*** Opening of DATA EXCERPTS ***

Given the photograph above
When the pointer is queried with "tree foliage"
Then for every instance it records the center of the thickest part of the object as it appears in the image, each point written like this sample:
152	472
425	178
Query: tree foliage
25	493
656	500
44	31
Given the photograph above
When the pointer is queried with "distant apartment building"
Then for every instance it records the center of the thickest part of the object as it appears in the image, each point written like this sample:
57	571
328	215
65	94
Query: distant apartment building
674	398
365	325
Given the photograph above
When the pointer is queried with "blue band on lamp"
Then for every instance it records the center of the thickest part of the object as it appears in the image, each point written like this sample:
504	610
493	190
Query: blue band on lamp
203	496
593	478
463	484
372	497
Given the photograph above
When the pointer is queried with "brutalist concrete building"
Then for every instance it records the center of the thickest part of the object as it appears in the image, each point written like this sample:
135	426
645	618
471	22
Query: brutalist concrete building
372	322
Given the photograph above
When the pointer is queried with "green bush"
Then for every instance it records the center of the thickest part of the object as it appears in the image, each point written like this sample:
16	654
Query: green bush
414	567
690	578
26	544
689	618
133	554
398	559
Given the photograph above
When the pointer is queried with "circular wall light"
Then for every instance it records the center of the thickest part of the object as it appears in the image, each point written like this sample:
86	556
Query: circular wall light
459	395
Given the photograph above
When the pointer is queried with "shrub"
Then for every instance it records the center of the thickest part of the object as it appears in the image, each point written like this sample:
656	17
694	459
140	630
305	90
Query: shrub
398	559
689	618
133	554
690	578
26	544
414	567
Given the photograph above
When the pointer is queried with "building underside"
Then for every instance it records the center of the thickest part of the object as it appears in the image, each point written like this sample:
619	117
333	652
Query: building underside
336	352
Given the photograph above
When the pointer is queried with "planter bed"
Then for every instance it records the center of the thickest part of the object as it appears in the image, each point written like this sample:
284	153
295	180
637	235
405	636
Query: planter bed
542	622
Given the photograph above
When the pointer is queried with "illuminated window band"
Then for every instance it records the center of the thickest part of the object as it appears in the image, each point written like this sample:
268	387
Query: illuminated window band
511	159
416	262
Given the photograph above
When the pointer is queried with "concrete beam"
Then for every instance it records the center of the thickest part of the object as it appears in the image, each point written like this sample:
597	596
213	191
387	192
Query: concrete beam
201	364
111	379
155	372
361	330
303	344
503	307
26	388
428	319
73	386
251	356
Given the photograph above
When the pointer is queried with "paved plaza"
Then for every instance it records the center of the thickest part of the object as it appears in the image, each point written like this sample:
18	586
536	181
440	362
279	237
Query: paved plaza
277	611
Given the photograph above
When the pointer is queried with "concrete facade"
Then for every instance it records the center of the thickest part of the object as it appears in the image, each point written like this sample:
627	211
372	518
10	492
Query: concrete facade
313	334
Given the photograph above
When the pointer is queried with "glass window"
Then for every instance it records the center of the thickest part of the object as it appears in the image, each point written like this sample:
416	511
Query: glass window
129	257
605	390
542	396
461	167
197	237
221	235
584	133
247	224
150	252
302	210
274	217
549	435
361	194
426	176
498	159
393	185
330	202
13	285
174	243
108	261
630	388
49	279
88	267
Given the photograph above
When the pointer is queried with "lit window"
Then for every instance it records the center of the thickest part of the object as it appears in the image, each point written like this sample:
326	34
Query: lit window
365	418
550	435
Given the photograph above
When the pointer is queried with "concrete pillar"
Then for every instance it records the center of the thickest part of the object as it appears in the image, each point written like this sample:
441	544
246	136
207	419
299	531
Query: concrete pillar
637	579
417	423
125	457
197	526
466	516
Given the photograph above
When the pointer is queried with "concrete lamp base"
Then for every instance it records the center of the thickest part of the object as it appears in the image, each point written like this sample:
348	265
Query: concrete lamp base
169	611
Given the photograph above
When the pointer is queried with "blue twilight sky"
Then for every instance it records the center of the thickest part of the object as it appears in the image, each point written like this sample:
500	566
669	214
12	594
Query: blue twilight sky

*** Close of DATA EXCERPTS ***

**EXERCISE AIM:** Give all the lines above again, exactly.

**EXERCISE RESULT:**
Given the photograph above
When the pointer is queried with "tree foliage"
Then for every instance it records the center of the thickest part of the object as it appears in the image, each point written like this sample:
152	472
425	178
Query: tree foliage
25	493
656	500
44	31
Given the photograph above
When the pointer is queried with "distant apartment building"
Then for every instance it records the center of the thickest part of the object as it appears in the image, each point written like this sample:
57	571
328	215
65	94
Query: distant apartment building
674	398
365	325
Given the photograph above
When the pointer is queried with "blue band on lamp"
Then for every instance it records the center of the thickest part of the object as it appears in the image, each point written like this sample:
504	610
493	190
Query: blue band on lamp
203	496
593	478
463	484
372	497
Given the photograph above
When the pointer is queried with "brutalist concrete building"
Then for every instance it records the center of the thickest part of the object as it appears in the image, each point written like this sample:
135	426
645	618
471	22
Query: brutalist concrete building
372	322
Given the photograph above
When the pointer is queried with "green bush"
Then for every instance it records the center of the thickest part of the object as it appears in the image, each point written like this sample:
16	654
Query: green bush
414	567
690	578
26	544
689	618
133	554
398	559
Given the photograph above
When the pointer is queried with "circular wall light"
Then for every instance it records the center of the thickest part of the object as it appears in the image, each point written like this sample:
86	556
Query: circular wall light
459	395
Given the photograph above
When the pointer is queried with "shrub"
Then for every instance it records the center of the thickest part of the object as it appears in the image, each point written like this sample:
656	17
694	459
140	630
305	90
Query: shrub
398	559
689	618
133	554
690	578
26	544
414	567
Given the photograph above
When the pointer is queried with "building underside"
Then for every instance it records the center of the thickest part of the object as it appears in the image, each point written like this sample:
619	117
333	652
Query: building underside
336	352
Given the photograph above
When the pointer is queried with "planter bed"
Then for every instance it records the center of the thickest part of the object as it appears in the image, each point written like this sample:
284	153
295	180
637	235
405	636
Query: planter bed
542	622
Given the photograph above
When the pointer is queried with "illuminated window band"
Then for every instance it records the center of the thickest part of the object as it appears in the image, each point written like this sample:
268	387
Query: illuminated window band
511	159
416	262
Given the photograph above
When the pointer is queried with "concrete beam"
Then for every instance it records the center of the thickest part of the object as it appears in the image, each point written like this sample:
597	596
213	191
387	192
Query: concrete beam
201	364
111	379
155	372
361	330
303	344
503	307
26	388
428	319
73	386
251	356
Given the photograph above
When the pointer is queried with "paved plaza"
Then for every instance it records the center of the thickest part of the object as it appears in the image, each point written like this sample:
18	586
536	181
440	362
279	237
Query: paved plaza
277	611
Given the photograph above
When the pointer is queried with "concrete facade"
Then for every instance it records the center of the thickest part of the object as it appears in the image, each point written like this sample:
627	211
372	518
10	492
Query: concrete facade
313	334
Given the photograph above
When the pointer is queried with "glass window"
Then for every instance it records the center of the thickest part of the object as it appears in the image, each point written like this sample:
416	511
Query: glass window
129	257
605	390
542	396
461	167
197	237
221	235
584	133
247	224
150	252
302	210
274	217
549	435
361	194
426	176
498	159
393	185
330	202
13	285
174	243
108	261
630	388
49	279
88	267
Given the photograph above
When the pointer is queried with "lit window"
Then for every instance it records the center of the thickest part of the object as it appears in the image, each point written like this sample:
326	34
Query: lit window
365	418
550	435
Given the photograph above
When the pointer is queried with "concrete pillar"
Then for every instance it records the center of the thickest part of the object as it appears in the image, each point written like this sample:
441	544
246	136
207	419
299	531
Query: concrete pillar
637	579
417	423
125	457
197	526
466	516
Given the photograph above
When the pointer is queried with "concrete lamp base"
Then for every instance it records the center of the thickest part of the object as it appears in the image, each point written like this sample:
348	265
Query: concrete lamp base
169	611
Given the photograph above
When the pointer is queried with "blue twilight sky"
Then for every instance it records the center of the thickest part of the object as it appears in the image, each point written like this sample:
500	566
669	214
12	594
Query: blue twilight sky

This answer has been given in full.